Task material

++++++

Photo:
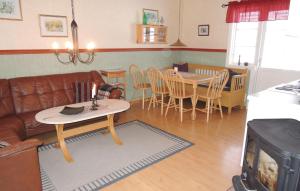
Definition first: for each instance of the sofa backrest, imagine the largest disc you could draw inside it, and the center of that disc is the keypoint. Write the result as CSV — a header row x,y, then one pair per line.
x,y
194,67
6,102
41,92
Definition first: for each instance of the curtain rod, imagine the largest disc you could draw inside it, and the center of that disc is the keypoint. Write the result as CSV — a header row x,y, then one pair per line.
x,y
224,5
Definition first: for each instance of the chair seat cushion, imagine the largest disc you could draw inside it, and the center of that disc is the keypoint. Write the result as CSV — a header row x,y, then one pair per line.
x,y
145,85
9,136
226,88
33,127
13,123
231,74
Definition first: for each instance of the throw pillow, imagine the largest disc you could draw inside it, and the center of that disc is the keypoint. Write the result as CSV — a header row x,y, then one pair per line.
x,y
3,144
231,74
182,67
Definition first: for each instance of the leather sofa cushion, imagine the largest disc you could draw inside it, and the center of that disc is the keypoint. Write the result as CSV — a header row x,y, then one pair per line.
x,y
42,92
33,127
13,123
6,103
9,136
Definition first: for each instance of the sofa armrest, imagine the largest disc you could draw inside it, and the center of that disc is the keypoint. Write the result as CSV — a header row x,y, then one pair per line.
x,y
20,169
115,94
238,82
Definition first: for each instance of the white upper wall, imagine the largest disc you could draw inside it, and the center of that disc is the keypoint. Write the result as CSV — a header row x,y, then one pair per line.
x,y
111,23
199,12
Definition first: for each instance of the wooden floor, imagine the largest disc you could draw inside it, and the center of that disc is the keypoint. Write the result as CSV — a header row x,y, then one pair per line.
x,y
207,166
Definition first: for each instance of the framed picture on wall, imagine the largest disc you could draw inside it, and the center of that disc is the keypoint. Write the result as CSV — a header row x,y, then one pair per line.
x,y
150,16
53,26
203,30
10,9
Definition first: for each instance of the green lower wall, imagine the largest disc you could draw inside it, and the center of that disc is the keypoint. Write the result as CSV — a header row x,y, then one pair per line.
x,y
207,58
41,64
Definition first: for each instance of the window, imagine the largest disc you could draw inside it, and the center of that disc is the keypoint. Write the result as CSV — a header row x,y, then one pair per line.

++++++

Once the pictures are removed, set down what remains of the entries above exactly.

Written response
Photo:
Definition first: for each instance of the sofa backrest, imagine the largest disc you could draw inside it, and the center of that disc is the keypoint. Write the result as CSV — a header row x,y, then one pair per line.
x,y
194,67
6,102
41,92
Definition first: for each instance of the curtain rod, imagine the largest disc you could draw inside it, and the center of that disc is the keypoint. Write the result as CSV — a header row x,y, then one pair per line.
x,y
224,5
Definition first: for each instance of the chair seat cushion, imagine the largest disc you could draw inside it, and the center of that disc is the keypoint. Write the result as CSV — a header row x,y, then one pair per line.
x,y
145,85
9,136
226,88
33,127
13,123
231,74
Definition first: for each instance of the throw pillow, imagine the largest disc you could draw inside it, and the center of that disc is the keypoint. Write the result as CSV — a header row x,y, then one pair per line.
x,y
3,144
231,74
182,67
Definition first: for each instance of the leather sofa cushion, imagine the largest disc you could draw inside it, and the center of that disc is the keypoint. Write the result as CSV — a header row x,y, then one pair per line.
x,y
42,92
33,127
13,123
6,103
9,136
Definition first: for each instance of the sofa armrest, imagine the largest disc you could draw inside it, and the center of that disc is the keypoint. Write the result as CSV — a header row x,y, then one pair per line.
x,y
20,169
115,94
238,82
Definition first: for each instance of the white upper wall, imagine the largest disc you could draw inside it, and the center of that disc is the keypoint. Write the result as CSV — a header row x,y, then one pair per line.
x,y
111,23
199,12
Definition first: for each instance of the wooden floor, imagine the largest disc you could draw inside it, and the center of that disc is the keypoint. Write the result as CSV — a header row x,y, then one pair per line.
x,y
207,166
Definition first: for each instance of the framed picture on wall, imagine the largest disc you could draw inside it, and the center of that disc is the keypoint. Write the result as CSV — a header row x,y, then one pair per line.
x,y
150,16
53,26
203,30
10,9
Definition first: for each instance of the green lower wall, imagine the largest disc you could draw inside it, and the center of that disc is the keypoint. Write the result as CSV — a header row x,y, then one pair per line.
x,y
207,58
41,64
Definition first: for each instance of the window, imagine the largest disc you could draw inside it, and the center of that disc is the keypoint. Write the result as CSV — a header row x,y, then one pair per line.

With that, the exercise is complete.